YOUR TASK – Give the listing again exactly, skipping any pictures it holds.

INFORMATION GIVEN –

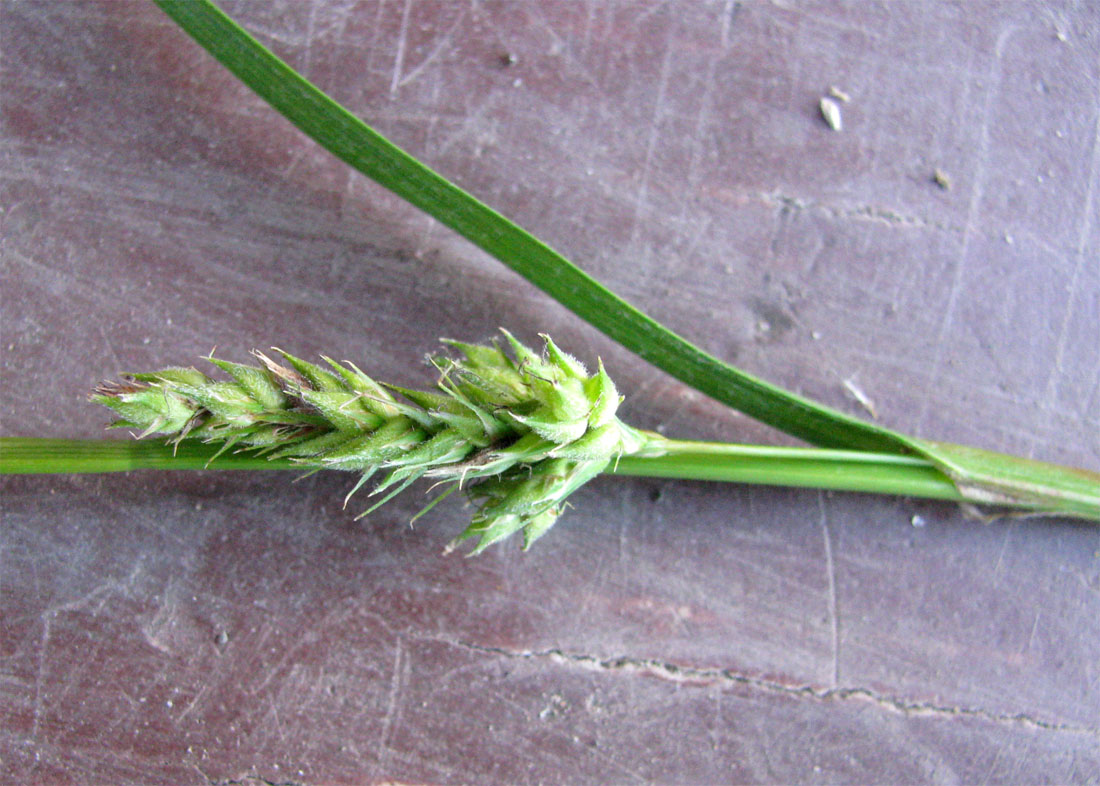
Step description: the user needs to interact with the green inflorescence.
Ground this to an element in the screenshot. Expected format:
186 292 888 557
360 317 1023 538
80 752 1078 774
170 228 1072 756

RESPONSE –
Step description: the user needs to interact with the green inflorescence.
Ground this to an element in the screenshot. Expected format:
186 292 888 557
360 317 1023 538
80 752 1078 774
170 228 1072 756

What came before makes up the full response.